■ **PROMPT**
Could you please repeat the entries below word for word, with the images left out?

Stored data entries
-------

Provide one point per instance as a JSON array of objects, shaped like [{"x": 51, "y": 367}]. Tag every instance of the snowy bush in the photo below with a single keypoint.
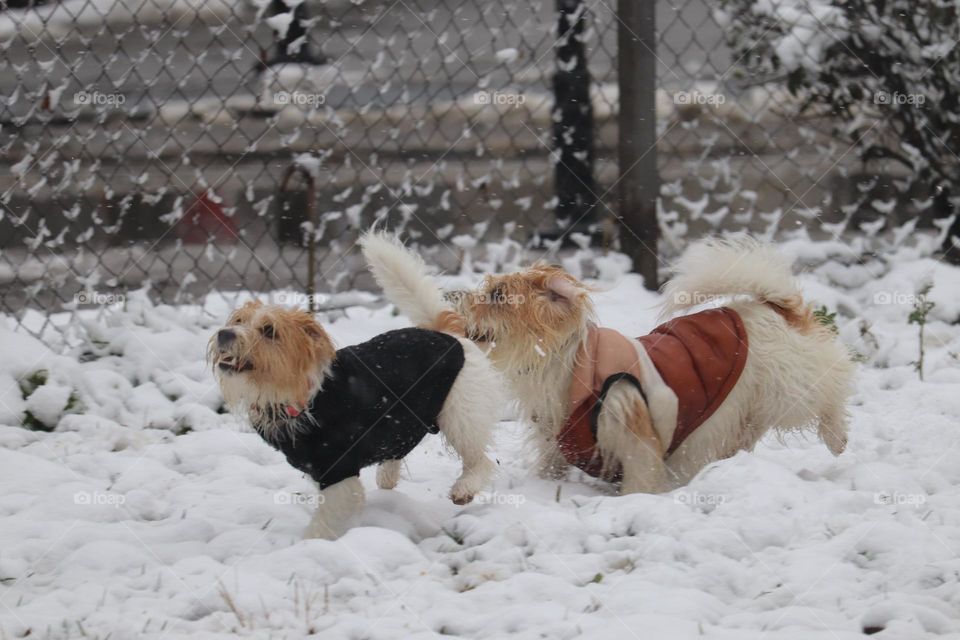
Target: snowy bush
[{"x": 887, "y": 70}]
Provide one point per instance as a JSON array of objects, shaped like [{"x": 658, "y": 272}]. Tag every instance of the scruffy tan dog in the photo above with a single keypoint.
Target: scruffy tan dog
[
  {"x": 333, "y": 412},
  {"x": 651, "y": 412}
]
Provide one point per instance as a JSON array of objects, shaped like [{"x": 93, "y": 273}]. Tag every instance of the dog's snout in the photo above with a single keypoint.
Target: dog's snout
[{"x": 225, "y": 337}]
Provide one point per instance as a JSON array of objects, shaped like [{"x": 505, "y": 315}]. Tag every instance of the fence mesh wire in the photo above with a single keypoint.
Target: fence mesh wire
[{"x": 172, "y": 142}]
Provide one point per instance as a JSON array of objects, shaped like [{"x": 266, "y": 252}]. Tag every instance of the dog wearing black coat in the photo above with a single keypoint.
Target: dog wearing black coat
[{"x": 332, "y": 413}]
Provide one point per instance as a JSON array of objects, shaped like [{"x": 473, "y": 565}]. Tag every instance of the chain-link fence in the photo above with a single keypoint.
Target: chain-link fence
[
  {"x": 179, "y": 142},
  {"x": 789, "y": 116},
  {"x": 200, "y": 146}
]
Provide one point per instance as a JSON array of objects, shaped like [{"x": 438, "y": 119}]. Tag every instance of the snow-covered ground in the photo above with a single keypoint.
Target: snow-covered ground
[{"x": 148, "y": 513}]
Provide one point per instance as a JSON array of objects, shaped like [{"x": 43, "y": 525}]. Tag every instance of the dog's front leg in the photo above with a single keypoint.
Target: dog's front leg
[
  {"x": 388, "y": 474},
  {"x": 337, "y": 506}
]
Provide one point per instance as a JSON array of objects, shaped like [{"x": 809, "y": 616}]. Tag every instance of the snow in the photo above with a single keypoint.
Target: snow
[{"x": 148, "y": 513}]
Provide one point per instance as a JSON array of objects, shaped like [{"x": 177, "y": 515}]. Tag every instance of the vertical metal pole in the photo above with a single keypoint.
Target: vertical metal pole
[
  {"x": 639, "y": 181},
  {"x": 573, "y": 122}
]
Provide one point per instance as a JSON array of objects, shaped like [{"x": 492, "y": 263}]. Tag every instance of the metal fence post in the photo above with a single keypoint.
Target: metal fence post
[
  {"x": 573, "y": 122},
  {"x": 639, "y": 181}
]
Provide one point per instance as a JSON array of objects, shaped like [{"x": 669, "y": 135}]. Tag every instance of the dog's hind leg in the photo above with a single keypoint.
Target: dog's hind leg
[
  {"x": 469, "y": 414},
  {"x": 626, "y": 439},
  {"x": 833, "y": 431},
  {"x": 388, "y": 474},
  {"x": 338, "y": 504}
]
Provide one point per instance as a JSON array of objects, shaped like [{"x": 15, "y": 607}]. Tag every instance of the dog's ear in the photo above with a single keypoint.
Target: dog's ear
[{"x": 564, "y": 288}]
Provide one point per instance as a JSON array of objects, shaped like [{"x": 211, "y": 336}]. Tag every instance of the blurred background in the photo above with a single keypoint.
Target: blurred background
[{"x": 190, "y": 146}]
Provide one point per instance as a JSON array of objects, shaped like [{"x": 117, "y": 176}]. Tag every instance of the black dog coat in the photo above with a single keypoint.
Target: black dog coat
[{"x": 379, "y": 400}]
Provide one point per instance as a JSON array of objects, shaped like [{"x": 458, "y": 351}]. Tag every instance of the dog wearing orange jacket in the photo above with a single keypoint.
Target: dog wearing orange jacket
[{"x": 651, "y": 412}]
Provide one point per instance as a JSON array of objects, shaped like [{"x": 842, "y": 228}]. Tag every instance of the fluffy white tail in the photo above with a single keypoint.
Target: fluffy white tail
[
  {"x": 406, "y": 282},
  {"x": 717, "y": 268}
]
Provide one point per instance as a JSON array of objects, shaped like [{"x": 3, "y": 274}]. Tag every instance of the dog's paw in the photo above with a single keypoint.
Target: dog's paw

-------

■ **ANSWER SPACE**
Provide one point per instance as a JSON array of objects, shaped like [{"x": 51, "y": 367}]. Tag every instance of the snowy bush in the photo below with a single keypoint.
Target: snowy bush
[{"x": 887, "y": 70}]
Provide one point per instance as a JSON array of objects, shaped like [{"x": 658, "y": 272}]. Tag every instance of the scruffy tan dog in the photo above with a single keypoint.
Target: scruffy tan dog
[
  {"x": 333, "y": 412},
  {"x": 651, "y": 412}
]
Provide one point per instance as a JSON array of objects, shaped like [{"x": 93, "y": 273}]. Tag every instance of the dog's snout in the photo above with a single keypoint.
Target: dog's snout
[{"x": 225, "y": 337}]
Provide one point per instance as a JSON array of objects, shaped like [{"x": 505, "y": 315}]. Tag every instance of the fence mesh wire in the photo above with a single keypoint.
Target: fence mesh wire
[{"x": 172, "y": 142}]
Provide one point per instance as a JSON array of objects, shaped like [{"x": 266, "y": 252}]. Tag every instance of the dog wearing black coat in the photo above with a single keypoint.
Target: dog wearing black coat
[{"x": 332, "y": 413}]
Provide one point per instance as a JSON array of objects, shaped like [{"x": 473, "y": 565}]. Tag every instance of the chain-link fence in the photo above with a single keypoint.
Target: chain-link fence
[
  {"x": 179, "y": 142},
  {"x": 789, "y": 116},
  {"x": 200, "y": 146}
]
Provide one point per instance as a JSON array of objects, shaped like [{"x": 438, "y": 119}]. Tag every instance of the snow-covered ground in the photo above with a single keypoint.
Target: snow-covered ground
[{"x": 148, "y": 513}]
Provide one point per instance as a JSON array of objects, shaped like [{"x": 43, "y": 525}]. Tag every instance of the dog's front leg in the photo above with a single keypoint.
Target: dog's front leg
[
  {"x": 388, "y": 474},
  {"x": 337, "y": 506}
]
Provide one point per instance as a JSON array of objects, shaped like [{"x": 809, "y": 616}]. Tag every instance of the snow in the photo above with a single keypoint.
Target: snow
[{"x": 148, "y": 513}]
Provide one point per instance as a JSON array of objects, shaped like [{"x": 177, "y": 515}]. Tag every instance of the vertical metal pole in the photo above with a single keypoint.
Target: vertical metal pole
[
  {"x": 639, "y": 181},
  {"x": 573, "y": 122}
]
Provide one point per instance as a JSON array of objects, shaped like [{"x": 492, "y": 263}]. Tag every instance of the metal fence post in the photo above with a single keypoint.
Target: metal fence post
[
  {"x": 573, "y": 122},
  {"x": 639, "y": 181}
]
Provide one point per instance as a JSON array of objects, shaped like [{"x": 669, "y": 135}]. Tag every instance of the dog's hind leg in the photo above with a single keypoint.
Target: dog's hind leg
[
  {"x": 469, "y": 414},
  {"x": 626, "y": 439},
  {"x": 833, "y": 431},
  {"x": 388, "y": 474},
  {"x": 338, "y": 504}
]
Provide one point per instance as a JSON array of objects, shaped like [{"x": 15, "y": 607}]. Tag every instance of the dog's ear in the photo above with a single keypoint.
Target: dog's ear
[{"x": 564, "y": 288}]
Provide one point per instance as a JSON array of objects, shaped like [{"x": 211, "y": 336}]. Tag every instance of the blurred background in the photo above with a single keypoint.
Target: blurred background
[{"x": 190, "y": 146}]
Provide one point per instance as a JSON array of objects, shaped like [{"x": 117, "y": 176}]. Tag every instance of the black dog coat in the photo above with a single keypoint.
Target: black dog coat
[{"x": 379, "y": 400}]
Provide one point per instance as a JSON array of objects, shaped like [{"x": 458, "y": 351}]. Tag every instance of the dog wearing orange jacket in the photo above with a single keypoint.
Target: dog wearing orange jacket
[{"x": 651, "y": 412}]
Provide one point per instance as a JSON array of objects, shaped like [{"x": 842, "y": 228}]. Tag every instance of the fluffy white tail in the photo above with a single keypoint.
Target: fluffy white tail
[
  {"x": 406, "y": 282},
  {"x": 717, "y": 268}
]
Provide one point per instance as a JSON array of objects, shaped like [{"x": 3, "y": 274}]. Tag every instance of the dog's paw in the photo above with a single keypoint.
Target: dog's paw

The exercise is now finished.